_INSTRUCTIONS TO FOLLOW_
Return the records word for word. Pictures do not belong in the copy.

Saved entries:
>>>>

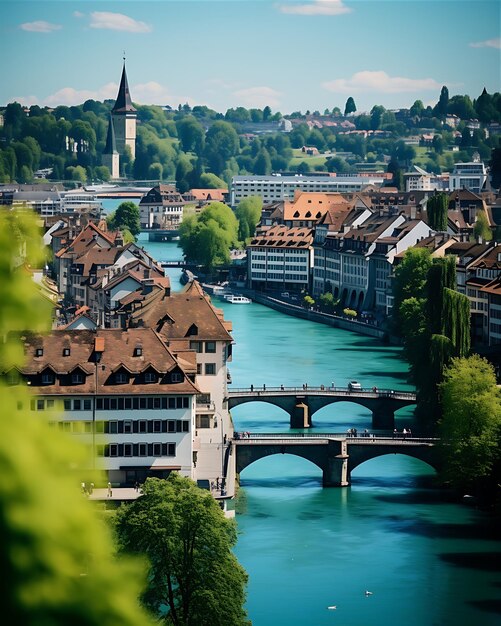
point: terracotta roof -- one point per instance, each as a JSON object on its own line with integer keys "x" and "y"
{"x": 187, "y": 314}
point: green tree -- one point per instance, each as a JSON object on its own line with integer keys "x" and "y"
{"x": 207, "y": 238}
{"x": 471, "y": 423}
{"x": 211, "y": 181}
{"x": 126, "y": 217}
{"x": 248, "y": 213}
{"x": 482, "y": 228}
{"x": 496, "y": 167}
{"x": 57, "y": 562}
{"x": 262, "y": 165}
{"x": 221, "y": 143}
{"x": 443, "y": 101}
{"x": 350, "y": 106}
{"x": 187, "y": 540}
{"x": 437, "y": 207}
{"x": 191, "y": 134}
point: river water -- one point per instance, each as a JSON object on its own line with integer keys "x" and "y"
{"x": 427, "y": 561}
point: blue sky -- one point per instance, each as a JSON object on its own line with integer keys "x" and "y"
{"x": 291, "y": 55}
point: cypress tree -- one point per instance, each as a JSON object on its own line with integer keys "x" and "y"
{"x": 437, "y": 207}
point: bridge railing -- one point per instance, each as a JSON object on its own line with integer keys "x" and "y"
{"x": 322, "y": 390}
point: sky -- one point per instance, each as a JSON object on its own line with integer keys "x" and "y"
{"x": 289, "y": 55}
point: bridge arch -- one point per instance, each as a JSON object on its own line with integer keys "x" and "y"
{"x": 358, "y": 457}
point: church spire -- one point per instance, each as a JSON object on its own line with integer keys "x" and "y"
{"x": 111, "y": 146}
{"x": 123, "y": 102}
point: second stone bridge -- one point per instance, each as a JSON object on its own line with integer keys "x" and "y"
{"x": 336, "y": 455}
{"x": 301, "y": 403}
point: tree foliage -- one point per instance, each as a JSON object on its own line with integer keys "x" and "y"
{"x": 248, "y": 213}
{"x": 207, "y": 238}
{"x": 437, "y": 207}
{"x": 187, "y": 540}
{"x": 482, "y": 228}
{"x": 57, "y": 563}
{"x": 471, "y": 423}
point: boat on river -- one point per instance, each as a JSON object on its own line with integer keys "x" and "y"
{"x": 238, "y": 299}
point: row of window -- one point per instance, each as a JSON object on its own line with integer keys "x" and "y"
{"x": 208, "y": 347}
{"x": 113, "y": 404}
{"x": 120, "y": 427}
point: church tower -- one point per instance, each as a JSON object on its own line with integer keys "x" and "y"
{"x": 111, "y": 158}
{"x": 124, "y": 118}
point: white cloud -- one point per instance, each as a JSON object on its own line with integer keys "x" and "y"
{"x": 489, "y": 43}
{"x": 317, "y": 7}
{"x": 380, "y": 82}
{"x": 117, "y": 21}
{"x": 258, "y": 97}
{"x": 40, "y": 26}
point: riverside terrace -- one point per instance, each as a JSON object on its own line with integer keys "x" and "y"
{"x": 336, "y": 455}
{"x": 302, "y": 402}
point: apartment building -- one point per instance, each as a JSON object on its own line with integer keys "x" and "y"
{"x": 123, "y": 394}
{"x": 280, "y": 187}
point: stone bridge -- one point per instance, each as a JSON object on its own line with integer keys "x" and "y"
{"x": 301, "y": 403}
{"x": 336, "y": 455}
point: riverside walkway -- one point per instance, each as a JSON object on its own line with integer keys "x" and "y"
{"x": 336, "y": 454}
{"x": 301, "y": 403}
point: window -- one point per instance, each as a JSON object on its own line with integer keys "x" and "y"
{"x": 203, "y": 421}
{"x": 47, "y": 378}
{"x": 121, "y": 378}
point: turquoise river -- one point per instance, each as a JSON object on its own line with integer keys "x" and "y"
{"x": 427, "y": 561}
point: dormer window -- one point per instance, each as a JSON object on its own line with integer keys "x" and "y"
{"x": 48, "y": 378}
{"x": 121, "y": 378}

<<<<

_SOLUTION TO THIS PROBLEM_
point: terracotta roof -- one point per instance, each as a JSON object on its own line with integer keys "x" and "y"
{"x": 187, "y": 314}
point: green tree -- one point per instance, each as a JSON object on its own line with integer keys "x" and "y"
{"x": 207, "y": 238}
{"x": 471, "y": 423}
{"x": 211, "y": 181}
{"x": 126, "y": 217}
{"x": 248, "y": 213}
{"x": 482, "y": 228}
{"x": 496, "y": 167}
{"x": 57, "y": 562}
{"x": 262, "y": 165}
{"x": 221, "y": 143}
{"x": 443, "y": 101}
{"x": 350, "y": 106}
{"x": 187, "y": 540}
{"x": 437, "y": 207}
{"x": 191, "y": 134}
point: river water -- one point per instance, each as a JSON object on its own line with integer keys "x" and "y"
{"x": 427, "y": 561}
point: blue sky -- one point per instance, each as a JSON object on its own line with integer keys "x" and "y"
{"x": 291, "y": 55}
point: cypress tree -- one point per instance, each as a JSON object on its own line with integer keys "x" and "y"
{"x": 437, "y": 207}
point: bridge railing -- one point per instance, each as a JSON object on its own line with integer keys "x" and "y"
{"x": 322, "y": 390}
point: sky -- one point per instance, each as a JSON object on its own line with integer keys "x" and "y"
{"x": 289, "y": 55}
point: bridge arch -- one point per instance, each as a JSON object on its own line with integer keys "x" and "y"
{"x": 358, "y": 457}
point: church spire -- one point per instance, each as a JSON object on its own line with integer keys "x" and "y"
{"x": 111, "y": 146}
{"x": 123, "y": 102}
point: second stone bridge -- one point per instance, each as a JSON object on its own line with integer keys "x" and "y"
{"x": 336, "y": 455}
{"x": 301, "y": 403}
point: tree foliage -- one point per instance, each as a JSON object on its own line with integer keys "x" and "y"
{"x": 248, "y": 213}
{"x": 207, "y": 238}
{"x": 437, "y": 207}
{"x": 187, "y": 540}
{"x": 482, "y": 228}
{"x": 57, "y": 563}
{"x": 471, "y": 423}
point: boat on river -- one point per instance, each as a JSON object on its own line with integer keys "x" and "y"
{"x": 238, "y": 299}
point: row of window -- one point per instance, each as a JSON object on its own line with integer keys "x" and "y"
{"x": 208, "y": 347}
{"x": 113, "y": 404}
{"x": 120, "y": 427}
point: church tower -- one point per instance, each as a JSON object on its own line with integer keys "x" and "y"
{"x": 111, "y": 158}
{"x": 124, "y": 118}
point: white cloud -- one point per instance, each as a JSON object on its own line with integer keys "x" and "y"
{"x": 489, "y": 43}
{"x": 317, "y": 7}
{"x": 380, "y": 82}
{"x": 117, "y": 21}
{"x": 258, "y": 97}
{"x": 40, "y": 26}
point: riverside terrace -- one point per instance, each as a JSON object on its own line with integer keys "x" and "y"
{"x": 336, "y": 455}
{"x": 302, "y": 402}
point: apartment building -- one point per instance, each as a JSON object on its own line with integer keys "x" and "y"
{"x": 123, "y": 394}
{"x": 280, "y": 187}
point: stone bridge -- one point per instance, each as a JSON object on its own line with integer keys "x" and "y"
{"x": 301, "y": 403}
{"x": 336, "y": 455}
point: riverside walkway -- one point per instance, each as a JSON object on its own line with integer keys "x" and "y"
{"x": 336, "y": 454}
{"x": 301, "y": 403}
point: window -- one point per instance, each as a JSON object on its own line with integer keys "x" and "y"
{"x": 203, "y": 421}
{"x": 47, "y": 378}
{"x": 121, "y": 378}
point: turquoise river -- one point per instance, each as a JSON object on its own line with integer keys "x" and "y"
{"x": 427, "y": 561}
point: dormer window -- one point per instance, each as a JSON object on its own line with integer keys "x" and "y"
{"x": 48, "y": 378}
{"x": 121, "y": 378}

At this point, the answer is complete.